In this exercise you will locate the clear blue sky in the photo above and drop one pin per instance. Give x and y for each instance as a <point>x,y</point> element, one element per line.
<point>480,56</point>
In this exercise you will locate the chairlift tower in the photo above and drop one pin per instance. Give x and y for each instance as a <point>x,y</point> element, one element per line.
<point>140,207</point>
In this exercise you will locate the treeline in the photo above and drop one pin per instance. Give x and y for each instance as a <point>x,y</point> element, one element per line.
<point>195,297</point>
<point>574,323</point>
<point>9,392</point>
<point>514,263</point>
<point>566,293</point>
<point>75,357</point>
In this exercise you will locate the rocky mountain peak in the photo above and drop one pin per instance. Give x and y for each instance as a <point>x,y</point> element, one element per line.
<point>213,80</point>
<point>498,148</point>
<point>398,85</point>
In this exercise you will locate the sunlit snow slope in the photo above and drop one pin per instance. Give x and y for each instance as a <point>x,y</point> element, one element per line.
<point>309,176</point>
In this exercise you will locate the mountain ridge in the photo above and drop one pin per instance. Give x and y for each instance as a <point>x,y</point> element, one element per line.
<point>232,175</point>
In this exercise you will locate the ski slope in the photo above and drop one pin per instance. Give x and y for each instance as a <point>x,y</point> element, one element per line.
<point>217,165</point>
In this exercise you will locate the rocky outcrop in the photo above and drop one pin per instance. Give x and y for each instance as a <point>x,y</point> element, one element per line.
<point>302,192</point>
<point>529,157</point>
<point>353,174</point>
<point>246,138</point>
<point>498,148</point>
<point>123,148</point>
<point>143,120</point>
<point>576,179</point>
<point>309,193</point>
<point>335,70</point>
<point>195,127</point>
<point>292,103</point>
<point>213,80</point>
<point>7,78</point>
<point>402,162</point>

> What is needed: Please return only the lines from the one that contains "In this exercise you will locate the treeline" through the final line of the entries, each exactly as written.

> Your response:
In this exercise you will locate the treeline in the photo above and drop one pin per instance. Give x and y for each instance as a <point>x,y</point> element, one element per line.
<point>195,297</point>
<point>574,323</point>
<point>9,392</point>
<point>514,263</point>
<point>566,293</point>
<point>75,357</point>
In this exercise you will locate the rocky mountain peak in the photo above and drop one pin per instance. Give x and y for each instance as a <point>x,y</point> element, one element per line.
<point>213,80</point>
<point>498,148</point>
<point>398,85</point>
In this exercise you will locate the sunlit snow slope in the photo above and drop one pin per instance. Give x and y for each instance as a <point>x,y</point> element, one element per line.
<point>309,176</point>
In this exercise you will locate the mountain ridge in the photo above and drop one pin per instance. Give x and y for each instance as a <point>x,y</point> element, one element per line.
<point>232,175</point>
In this exercise you will locate the ski slope in the photo above and drop one pin per instance. Give x and y for each instance as a <point>x,y</point> element, one element per line.
<point>217,165</point>
In this exercise you will locate the rocky outcrop in the photo above and drop one pin per instance. Give x and y for each instance as a <point>x,y</point> element, one element per line.
<point>302,192</point>
<point>529,157</point>
<point>353,174</point>
<point>246,138</point>
<point>498,148</point>
<point>123,148</point>
<point>143,120</point>
<point>576,179</point>
<point>309,193</point>
<point>335,70</point>
<point>195,127</point>
<point>292,103</point>
<point>213,80</point>
<point>7,78</point>
<point>402,162</point>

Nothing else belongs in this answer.